[START Supplied entries]
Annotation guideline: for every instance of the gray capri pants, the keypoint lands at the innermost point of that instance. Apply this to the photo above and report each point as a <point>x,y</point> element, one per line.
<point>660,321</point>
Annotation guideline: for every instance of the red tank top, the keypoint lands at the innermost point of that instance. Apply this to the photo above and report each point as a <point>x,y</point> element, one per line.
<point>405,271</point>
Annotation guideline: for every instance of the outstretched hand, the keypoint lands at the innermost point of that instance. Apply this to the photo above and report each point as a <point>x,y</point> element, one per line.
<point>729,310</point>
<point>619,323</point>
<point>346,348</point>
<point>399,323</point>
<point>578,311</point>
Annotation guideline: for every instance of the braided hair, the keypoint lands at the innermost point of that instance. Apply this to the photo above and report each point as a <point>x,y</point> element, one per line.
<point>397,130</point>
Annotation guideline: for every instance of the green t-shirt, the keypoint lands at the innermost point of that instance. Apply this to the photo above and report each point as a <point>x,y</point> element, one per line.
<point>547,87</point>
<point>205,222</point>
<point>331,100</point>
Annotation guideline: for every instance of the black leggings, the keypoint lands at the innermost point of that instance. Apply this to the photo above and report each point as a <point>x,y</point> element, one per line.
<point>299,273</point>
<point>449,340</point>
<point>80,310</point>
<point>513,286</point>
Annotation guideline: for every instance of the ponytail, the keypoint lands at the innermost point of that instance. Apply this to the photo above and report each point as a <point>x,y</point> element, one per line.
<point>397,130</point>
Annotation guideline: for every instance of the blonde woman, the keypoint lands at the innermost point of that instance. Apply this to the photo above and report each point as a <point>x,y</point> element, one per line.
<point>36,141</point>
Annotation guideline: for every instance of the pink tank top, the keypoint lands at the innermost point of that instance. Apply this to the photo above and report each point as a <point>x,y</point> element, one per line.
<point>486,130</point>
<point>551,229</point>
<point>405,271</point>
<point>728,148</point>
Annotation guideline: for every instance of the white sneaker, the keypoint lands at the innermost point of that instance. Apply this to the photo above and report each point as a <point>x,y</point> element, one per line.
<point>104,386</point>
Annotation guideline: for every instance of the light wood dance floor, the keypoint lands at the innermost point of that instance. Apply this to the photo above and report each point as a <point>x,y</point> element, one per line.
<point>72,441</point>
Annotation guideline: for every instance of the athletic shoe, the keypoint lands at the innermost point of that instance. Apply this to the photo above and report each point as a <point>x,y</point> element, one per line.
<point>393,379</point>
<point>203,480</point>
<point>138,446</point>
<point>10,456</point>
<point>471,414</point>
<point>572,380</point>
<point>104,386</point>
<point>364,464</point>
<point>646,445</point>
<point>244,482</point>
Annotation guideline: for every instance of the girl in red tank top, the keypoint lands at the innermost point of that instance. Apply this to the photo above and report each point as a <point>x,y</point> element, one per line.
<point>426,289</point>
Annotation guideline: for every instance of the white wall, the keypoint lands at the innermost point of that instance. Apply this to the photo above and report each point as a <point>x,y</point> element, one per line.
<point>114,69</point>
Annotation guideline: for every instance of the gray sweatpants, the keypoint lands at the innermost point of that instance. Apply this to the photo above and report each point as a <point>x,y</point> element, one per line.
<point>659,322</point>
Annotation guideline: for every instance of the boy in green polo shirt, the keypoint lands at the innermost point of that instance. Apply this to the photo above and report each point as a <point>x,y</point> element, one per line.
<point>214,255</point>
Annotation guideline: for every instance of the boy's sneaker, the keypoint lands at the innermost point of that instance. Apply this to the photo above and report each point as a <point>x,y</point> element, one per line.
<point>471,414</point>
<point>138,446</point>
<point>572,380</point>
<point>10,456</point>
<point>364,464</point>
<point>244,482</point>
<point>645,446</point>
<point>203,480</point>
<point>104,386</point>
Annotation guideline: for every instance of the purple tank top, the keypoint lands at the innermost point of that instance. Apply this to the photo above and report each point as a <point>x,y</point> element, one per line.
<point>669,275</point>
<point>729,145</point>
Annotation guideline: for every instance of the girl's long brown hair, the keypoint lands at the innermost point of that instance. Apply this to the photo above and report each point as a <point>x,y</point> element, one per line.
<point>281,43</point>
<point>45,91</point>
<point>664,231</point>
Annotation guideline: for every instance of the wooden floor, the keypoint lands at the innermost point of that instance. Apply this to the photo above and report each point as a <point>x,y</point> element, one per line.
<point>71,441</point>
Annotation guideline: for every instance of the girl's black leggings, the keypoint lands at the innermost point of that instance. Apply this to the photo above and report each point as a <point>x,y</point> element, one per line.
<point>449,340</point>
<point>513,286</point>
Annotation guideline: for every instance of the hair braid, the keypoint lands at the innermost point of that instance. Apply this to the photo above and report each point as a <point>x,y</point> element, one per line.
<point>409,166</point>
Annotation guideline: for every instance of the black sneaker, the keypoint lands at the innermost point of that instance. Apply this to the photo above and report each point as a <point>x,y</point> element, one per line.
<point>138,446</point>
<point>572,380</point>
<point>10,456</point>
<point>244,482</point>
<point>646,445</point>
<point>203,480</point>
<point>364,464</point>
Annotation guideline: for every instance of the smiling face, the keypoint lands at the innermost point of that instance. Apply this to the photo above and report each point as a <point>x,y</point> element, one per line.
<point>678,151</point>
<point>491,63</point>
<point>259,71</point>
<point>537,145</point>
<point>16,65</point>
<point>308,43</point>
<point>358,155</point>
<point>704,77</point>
[END Supplied entries]
▸ Brief
Convert all of the entries above into a two-column CSV with the headers guideline and points, one row per entry. Put each entry's text in one quoted field and its answer in a second quoted field, replacing line breaks with spaces.

▸ Exercise response
guideline,points
"Annotation guideline: for every instance of the gray capri pants, the keypoint lands at the innermost point of that instance. Apply this to the photo above and report each point as a <point>x,y</point> element, one per line.","<point>660,321</point>"
"Annotation guideline: for every instance of the red tank top, the keypoint lands at the innermost point of that instance. Apply this to the photo above and report each point as a <point>x,y</point> element, one per line.","<point>405,271</point>"
"Annotation guideline: for every instance of the outstretched hand, the keypoint lands at the innermost point of that instance. Apply this to the photo above and report each point as a <point>x,y</point> element, one per line.","<point>729,310</point> <point>619,323</point> <point>346,348</point> <point>399,323</point> <point>578,311</point>"
"Annotation guideline: for every instance of the braided hair, the keypoint lands at the innermost point of that instance. Apply this to the photo above and report each point as a <point>x,y</point> element, one per line.","<point>397,130</point>"
"Annotation guideline: for every instance of the green t-shirt, the keypoint lands at the innermost point of that instance. Apply this to the photo above and report each point as a <point>x,y</point> element, one per line.","<point>547,87</point> <point>205,222</point> <point>331,100</point>"
"Annotation guideline: for every instance of the black leggings, the keypoint lands at the innermost point of that instance. Apply this to the photo above and report each point as a <point>x,y</point> element, one per line.","<point>299,273</point> <point>449,340</point> <point>80,310</point> <point>513,286</point>"
"Annotation guideline: for every instance of the ponytail, the keypoint lands at the innermost point of that instance. Apply this to the photo above and report each point as a <point>x,y</point> element, one per line.","<point>397,130</point>"
"Annotation guideline: for every instance of the blonde woman, the keypoint lands at the innermost point of that instance. Apply this to the photo above and report each point as a <point>x,y</point> element, one per line.","<point>36,141</point>"
"Annotation guideline: for every instance of the pink tank top, the keypoint lands at the innermost point of that instance. Apply this to the photo above and report each point as a <point>x,y</point> element, one per line.","<point>486,130</point> <point>551,229</point> <point>405,271</point> <point>728,148</point>"
"Annotation guideline: for every instance of the white sneaker, the keypoint lands at the innermost point of that instance. Apply this to the photo above and report each point as a <point>x,y</point> element, one per line.","<point>104,386</point>"
"Annotation guideline: for every instance of the light wood dance floor, the keypoint lands at the innermost point of that instance. Apply this to the photo above and report each point as a <point>x,y</point> element, one per line.","<point>72,441</point>"
"Annotation guideline: for every instance of the athletic shoe, the keypoint lands at the innermost point of that instance. Apply this to the photo above and report each point as a <point>x,y</point> element, one per line.","<point>393,379</point> <point>203,480</point> <point>138,446</point> <point>10,456</point> <point>471,414</point> <point>572,380</point> <point>104,386</point> <point>364,464</point> <point>646,445</point> <point>244,482</point>"
"Annotation guideline: for every instance of the girl in red tank top, the keypoint lands at the innermost point of that instance. Apply this to the photo above and report each point as a <point>x,y</point> element, one per line.","<point>426,289</point>"
"Annotation guideline: for every instance of the white wall, the keypoint lands at the innermost point of that instance. Apply this to the photo above and report each point as a <point>x,y</point> element, one per line.","<point>114,69</point>"
"Annotation guideline: for every instance of the gray sweatpants, the keypoint lands at the innermost point of that instance. Apply this to the photo above and report each point as a <point>x,y</point> element, one per line.","<point>659,322</point>"
"Annotation guideline: for every instance of the boy in green polo shirt, the keypoint lands at the innermost point of that instance. Apply this to the photo above and report each point as a <point>x,y</point> element, one per line.","<point>214,255</point>"
"Annotation guideline: for every instance of the boy's sneaker, the keypoint lands at the innermost point of that instance. Apply this to the photo above and report each point as a <point>x,y</point> element, one per line.","<point>471,414</point> <point>138,446</point> <point>572,380</point> <point>10,456</point> <point>364,464</point> <point>244,482</point> <point>645,446</point> <point>203,480</point> <point>104,386</point>"
"Annotation guideline: for every instance of the purple tank top, the keypoint lands at the innermost point of that instance. Apply this to the photo above and report each point as a <point>x,y</point> element, one per line.","<point>669,275</point> <point>729,145</point>"
"Annotation guideline: for every instance of the girl's long brown hair, the keypoint lands at the innermost point of that instance. Apply this to the photo above and report each point as a <point>x,y</point> element, one per line.","<point>281,43</point> <point>45,91</point> <point>664,231</point>"
"Annotation guideline: for every instance of the wooden floor, the keypoint lands at the innermost point of that instance. Apply this to the photo above and report each point as a <point>x,y</point> element, one per line.","<point>71,441</point>"
"Annotation guideline: for every instance of the girl's black leggings, the keypoint lands at the innermost point of that instance. Apply this to the photo above and report each point as a <point>x,y</point> element, one per line.","<point>449,340</point> <point>513,286</point>"
"Annotation guideline: for every instance of the hair braid, the keypoint lands at the innermost point of that instance. Apply this to the photo above and report each point as a <point>x,y</point> element, one per line.","<point>409,166</point>"
"Annotation guideline: for every instance of the black sneaker, the keypoint lands at the innermost point of that instance. Apply this to the photo above and report each point as a <point>x,y</point> element, one per line.","<point>138,446</point> <point>572,380</point> <point>10,456</point> <point>244,482</point> <point>646,445</point> <point>203,480</point> <point>364,464</point>"
"Annotation guideline: for every instance of the smiling face, the keypoint lands at the innermost point of that instance. Apply this to the photo above and report each point as a <point>x,y</point> element, one per line.","<point>678,151</point> <point>491,63</point> <point>259,71</point> <point>537,145</point> <point>16,65</point> <point>308,43</point> <point>358,155</point> <point>704,77</point>"